• **WHAT THE TASK ASKS**: Copy all of the data below word for word, every line, but leave out the pictures.

• **SUPPLIED RECORDS**:
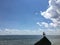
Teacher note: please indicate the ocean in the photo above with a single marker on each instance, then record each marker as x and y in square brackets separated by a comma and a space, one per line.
[27, 39]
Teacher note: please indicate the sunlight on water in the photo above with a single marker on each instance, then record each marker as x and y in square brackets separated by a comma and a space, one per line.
[27, 41]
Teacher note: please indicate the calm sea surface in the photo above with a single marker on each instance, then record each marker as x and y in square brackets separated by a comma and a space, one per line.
[26, 39]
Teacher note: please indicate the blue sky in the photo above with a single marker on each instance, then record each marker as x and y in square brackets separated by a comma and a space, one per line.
[29, 17]
[20, 14]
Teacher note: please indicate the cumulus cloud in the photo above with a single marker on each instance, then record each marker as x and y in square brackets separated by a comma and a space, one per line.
[28, 32]
[52, 13]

• **THE COMPLETED TASK**:
Teacher note: please indicate the ocean in the photo above with a single marker on each instance, then record each marker as x and y in square brackets separated by a comma and a space, one per line.
[27, 39]
Teacher note: please indicate the sunlight on water in the photo above with a single marker on each instance, then record each marker as x and y in square brackets separated by a comma and a space, one per line.
[27, 41]
Teacher note: please indicate the calm sea surface in the photo above with a single marker on each instance, then record each marker as x and y in square brackets separated by a comma and a space, one per line.
[26, 39]
Teacher note: please indicate the blue sky in the photo above with a single marker on each instance, then record each marker as x and y in square brackets separated by a comma and a space, one per line.
[29, 17]
[20, 14]
Teacher note: please indicate the cumulus cloud in the photo above with a single marker on each instance, then record each marker as x and y in square brackets separated by a comma and a space, one per line.
[28, 32]
[52, 13]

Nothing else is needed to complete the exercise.